[Coordinate annotation records]
** Start **

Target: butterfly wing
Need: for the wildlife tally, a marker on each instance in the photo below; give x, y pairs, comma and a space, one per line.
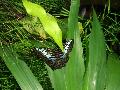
56, 59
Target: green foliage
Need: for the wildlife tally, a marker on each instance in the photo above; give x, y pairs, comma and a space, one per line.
48, 21
82, 72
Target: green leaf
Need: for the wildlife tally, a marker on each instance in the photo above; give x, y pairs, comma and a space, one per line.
71, 76
113, 72
19, 69
48, 21
95, 76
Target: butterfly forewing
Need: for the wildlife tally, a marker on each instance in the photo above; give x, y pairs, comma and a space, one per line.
56, 59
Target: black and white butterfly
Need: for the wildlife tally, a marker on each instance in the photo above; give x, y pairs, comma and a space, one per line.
55, 58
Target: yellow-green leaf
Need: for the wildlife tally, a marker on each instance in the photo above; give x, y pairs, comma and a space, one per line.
48, 21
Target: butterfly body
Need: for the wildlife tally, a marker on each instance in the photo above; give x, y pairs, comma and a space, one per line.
55, 58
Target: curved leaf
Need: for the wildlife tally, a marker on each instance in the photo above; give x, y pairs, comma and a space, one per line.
48, 21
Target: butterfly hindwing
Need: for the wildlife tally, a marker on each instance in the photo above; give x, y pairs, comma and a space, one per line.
56, 59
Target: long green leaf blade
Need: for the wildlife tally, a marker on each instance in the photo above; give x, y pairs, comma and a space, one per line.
113, 72
95, 76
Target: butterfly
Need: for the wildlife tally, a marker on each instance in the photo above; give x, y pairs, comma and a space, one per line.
55, 58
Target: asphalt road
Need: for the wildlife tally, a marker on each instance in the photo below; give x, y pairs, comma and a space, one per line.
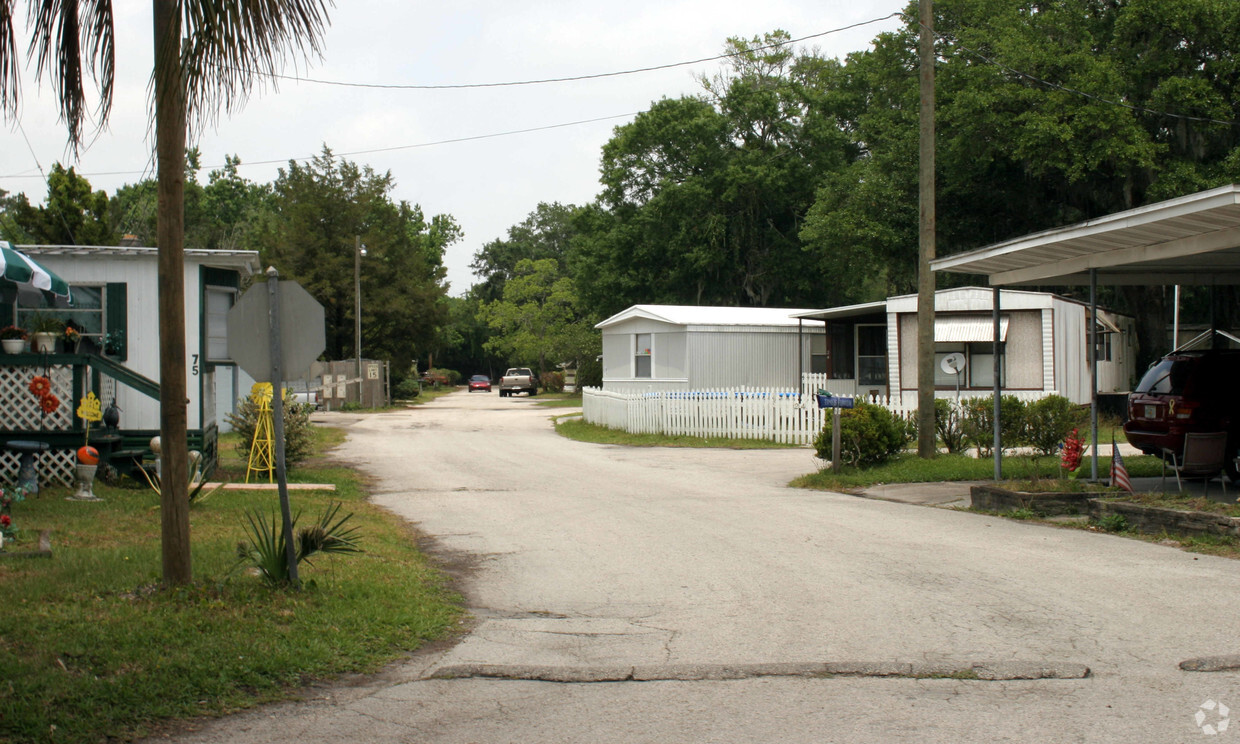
706, 592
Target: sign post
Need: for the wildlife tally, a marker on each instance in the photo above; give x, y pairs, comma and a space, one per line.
258, 345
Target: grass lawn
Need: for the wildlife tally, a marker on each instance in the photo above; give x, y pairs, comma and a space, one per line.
559, 399
910, 469
92, 649
574, 428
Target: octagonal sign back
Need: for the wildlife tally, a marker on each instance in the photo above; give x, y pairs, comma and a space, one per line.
303, 332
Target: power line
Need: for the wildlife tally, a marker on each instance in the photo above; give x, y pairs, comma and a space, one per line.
1071, 91
371, 151
578, 77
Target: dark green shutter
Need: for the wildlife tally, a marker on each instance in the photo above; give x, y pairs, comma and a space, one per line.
117, 301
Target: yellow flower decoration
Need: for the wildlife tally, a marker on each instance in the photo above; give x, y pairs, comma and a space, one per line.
89, 408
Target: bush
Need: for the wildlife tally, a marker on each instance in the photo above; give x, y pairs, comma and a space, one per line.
1049, 422
408, 388
949, 424
298, 437
978, 428
868, 434
552, 382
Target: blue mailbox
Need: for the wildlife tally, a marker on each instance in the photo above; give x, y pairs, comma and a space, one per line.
828, 401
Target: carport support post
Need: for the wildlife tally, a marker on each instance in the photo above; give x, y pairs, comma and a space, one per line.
995, 351
835, 439
1093, 370
800, 358
273, 310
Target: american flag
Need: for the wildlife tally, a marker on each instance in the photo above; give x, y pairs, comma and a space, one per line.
1119, 473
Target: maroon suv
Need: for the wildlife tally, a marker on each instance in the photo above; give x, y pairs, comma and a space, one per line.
1187, 391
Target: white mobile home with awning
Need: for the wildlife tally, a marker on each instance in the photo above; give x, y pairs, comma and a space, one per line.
871, 350
690, 347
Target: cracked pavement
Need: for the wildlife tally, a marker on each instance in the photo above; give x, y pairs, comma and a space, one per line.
592, 558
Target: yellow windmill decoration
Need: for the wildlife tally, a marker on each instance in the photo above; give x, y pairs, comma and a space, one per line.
262, 449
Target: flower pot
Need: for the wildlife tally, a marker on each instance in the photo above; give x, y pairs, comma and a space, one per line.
44, 342
84, 484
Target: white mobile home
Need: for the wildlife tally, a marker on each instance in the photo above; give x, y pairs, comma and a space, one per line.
683, 347
115, 303
872, 349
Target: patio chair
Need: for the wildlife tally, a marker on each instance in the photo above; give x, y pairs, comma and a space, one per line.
1204, 456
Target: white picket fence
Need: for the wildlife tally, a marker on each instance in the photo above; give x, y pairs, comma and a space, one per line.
778, 414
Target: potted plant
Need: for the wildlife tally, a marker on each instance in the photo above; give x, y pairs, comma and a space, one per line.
45, 329
72, 337
13, 339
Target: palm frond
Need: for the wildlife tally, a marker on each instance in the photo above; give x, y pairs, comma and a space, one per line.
231, 46
10, 77
265, 548
61, 30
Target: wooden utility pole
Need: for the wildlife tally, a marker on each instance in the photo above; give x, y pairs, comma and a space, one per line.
926, 447
170, 236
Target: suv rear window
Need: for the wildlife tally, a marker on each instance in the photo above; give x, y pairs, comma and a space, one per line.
1168, 377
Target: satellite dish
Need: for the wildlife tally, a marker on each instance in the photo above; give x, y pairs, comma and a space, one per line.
952, 363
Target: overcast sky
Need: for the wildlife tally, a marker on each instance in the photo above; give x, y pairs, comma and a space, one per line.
489, 184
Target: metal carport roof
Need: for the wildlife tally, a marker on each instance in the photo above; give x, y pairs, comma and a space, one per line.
1191, 239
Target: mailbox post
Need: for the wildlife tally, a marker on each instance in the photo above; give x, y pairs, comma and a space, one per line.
835, 403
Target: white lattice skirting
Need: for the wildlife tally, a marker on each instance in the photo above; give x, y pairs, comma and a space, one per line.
21, 412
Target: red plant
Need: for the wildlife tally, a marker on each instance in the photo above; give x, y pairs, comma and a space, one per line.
1073, 449
48, 403
41, 387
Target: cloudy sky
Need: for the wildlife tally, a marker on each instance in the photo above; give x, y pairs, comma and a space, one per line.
487, 184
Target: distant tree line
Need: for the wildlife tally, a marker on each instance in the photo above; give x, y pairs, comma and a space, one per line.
790, 180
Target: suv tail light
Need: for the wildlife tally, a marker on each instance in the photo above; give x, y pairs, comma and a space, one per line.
1183, 409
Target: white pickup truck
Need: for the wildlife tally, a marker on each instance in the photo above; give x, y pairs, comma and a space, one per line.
518, 380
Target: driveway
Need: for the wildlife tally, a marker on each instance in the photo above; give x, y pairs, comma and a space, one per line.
712, 602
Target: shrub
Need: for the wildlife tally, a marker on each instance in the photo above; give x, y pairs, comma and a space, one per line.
949, 424
978, 428
1049, 422
298, 438
267, 549
868, 434
408, 388
552, 382
444, 376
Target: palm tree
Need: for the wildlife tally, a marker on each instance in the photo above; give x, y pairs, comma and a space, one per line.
208, 55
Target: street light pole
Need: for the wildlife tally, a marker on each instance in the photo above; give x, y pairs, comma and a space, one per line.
357, 310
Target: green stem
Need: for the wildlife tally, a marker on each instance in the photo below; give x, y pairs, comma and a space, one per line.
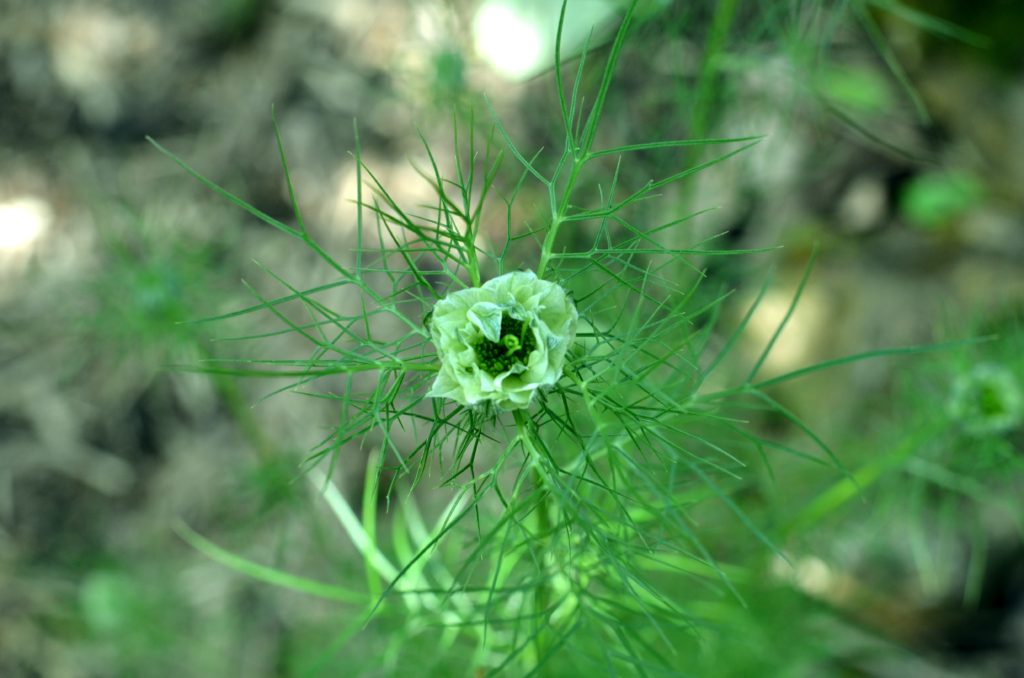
542, 595
558, 210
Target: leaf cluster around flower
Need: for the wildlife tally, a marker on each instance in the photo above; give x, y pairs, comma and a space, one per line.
502, 341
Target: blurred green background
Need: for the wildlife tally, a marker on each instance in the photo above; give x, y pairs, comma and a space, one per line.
895, 144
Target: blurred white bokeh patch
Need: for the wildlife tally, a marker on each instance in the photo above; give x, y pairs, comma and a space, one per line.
517, 37
24, 222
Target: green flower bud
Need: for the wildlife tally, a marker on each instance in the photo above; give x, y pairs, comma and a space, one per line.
987, 400
502, 341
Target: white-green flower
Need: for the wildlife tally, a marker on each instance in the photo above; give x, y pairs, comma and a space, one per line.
502, 341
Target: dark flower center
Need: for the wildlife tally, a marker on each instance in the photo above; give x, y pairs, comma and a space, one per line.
513, 347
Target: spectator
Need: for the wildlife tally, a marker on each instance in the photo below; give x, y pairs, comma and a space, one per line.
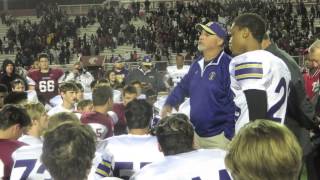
68, 92
3, 94
39, 123
266, 140
79, 75
8, 74
147, 74
79, 140
111, 77
99, 120
128, 95
12, 121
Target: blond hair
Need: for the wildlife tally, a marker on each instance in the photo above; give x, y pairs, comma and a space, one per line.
264, 150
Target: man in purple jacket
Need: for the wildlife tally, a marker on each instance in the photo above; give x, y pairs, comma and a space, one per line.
208, 85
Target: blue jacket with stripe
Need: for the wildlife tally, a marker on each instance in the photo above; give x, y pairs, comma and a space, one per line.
212, 110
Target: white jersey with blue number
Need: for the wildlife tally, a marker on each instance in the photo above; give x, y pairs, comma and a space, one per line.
260, 70
177, 74
129, 153
27, 164
202, 164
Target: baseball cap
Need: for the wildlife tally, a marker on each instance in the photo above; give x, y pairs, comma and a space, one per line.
147, 61
213, 28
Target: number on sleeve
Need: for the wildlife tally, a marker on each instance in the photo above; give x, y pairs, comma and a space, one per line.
125, 169
29, 164
282, 85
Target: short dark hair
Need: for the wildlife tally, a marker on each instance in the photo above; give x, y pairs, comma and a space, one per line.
83, 103
43, 55
174, 135
130, 89
16, 82
69, 148
68, 86
3, 88
101, 94
11, 114
254, 23
135, 82
15, 98
138, 114
96, 82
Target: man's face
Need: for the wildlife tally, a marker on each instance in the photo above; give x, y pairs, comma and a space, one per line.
88, 108
208, 41
118, 65
35, 65
9, 69
19, 88
2, 96
44, 64
128, 98
43, 122
237, 40
179, 61
112, 77
79, 95
69, 97
315, 55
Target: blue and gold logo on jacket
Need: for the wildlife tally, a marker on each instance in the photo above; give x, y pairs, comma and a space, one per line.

** End **

Direction: Your answer should consist only of the lines from the one with "Target: blue jacket with stripe" through the end of the data above, reproduced exactly.

Reply:
Target: blue jacket with stripe
Need: for the wildlife tally, a marker on each instance in the photo above; give x, y pairs, comma and a space, one per line.
212, 110
Target: white jersey with blue number
Need: for the wildlife tally, a marker on each instance in the photo above; give x, y pairs, comma and a space, one per line.
260, 70
177, 74
129, 153
27, 164
202, 164
Target: baseball cap
Need: for the wildlife tally, a marker on each instance in the photo above; give x, y pairs, comma and a space, one per line.
147, 61
213, 28
Target: number on sleeve
Need: for the wildlife tally, a marker on each instance in the photo above; give x, y pairs, comma and a space, one per line.
125, 169
29, 164
282, 85
Target: short dark hair
Need: for the wildlife tally, a marker on each instance in the photo above; give x, y pairs, comma and a space, one per line.
83, 103
43, 55
174, 135
130, 89
16, 82
69, 148
68, 86
3, 88
101, 94
11, 114
254, 23
135, 82
15, 98
138, 114
96, 82
Target: man's face
Need: for the wildlife tally, a marker on each instance in the photo above; give x, y pairs, comma and a space, one per line.
88, 108
208, 41
118, 65
35, 65
9, 69
19, 88
2, 96
44, 64
128, 98
43, 122
237, 40
179, 61
112, 77
79, 95
69, 97
315, 55
Target: blue and gold logo on jacket
Need: for the wildlife tally, a marker on each instance in the photo above; give x, y pairs, comma and a space, one per line.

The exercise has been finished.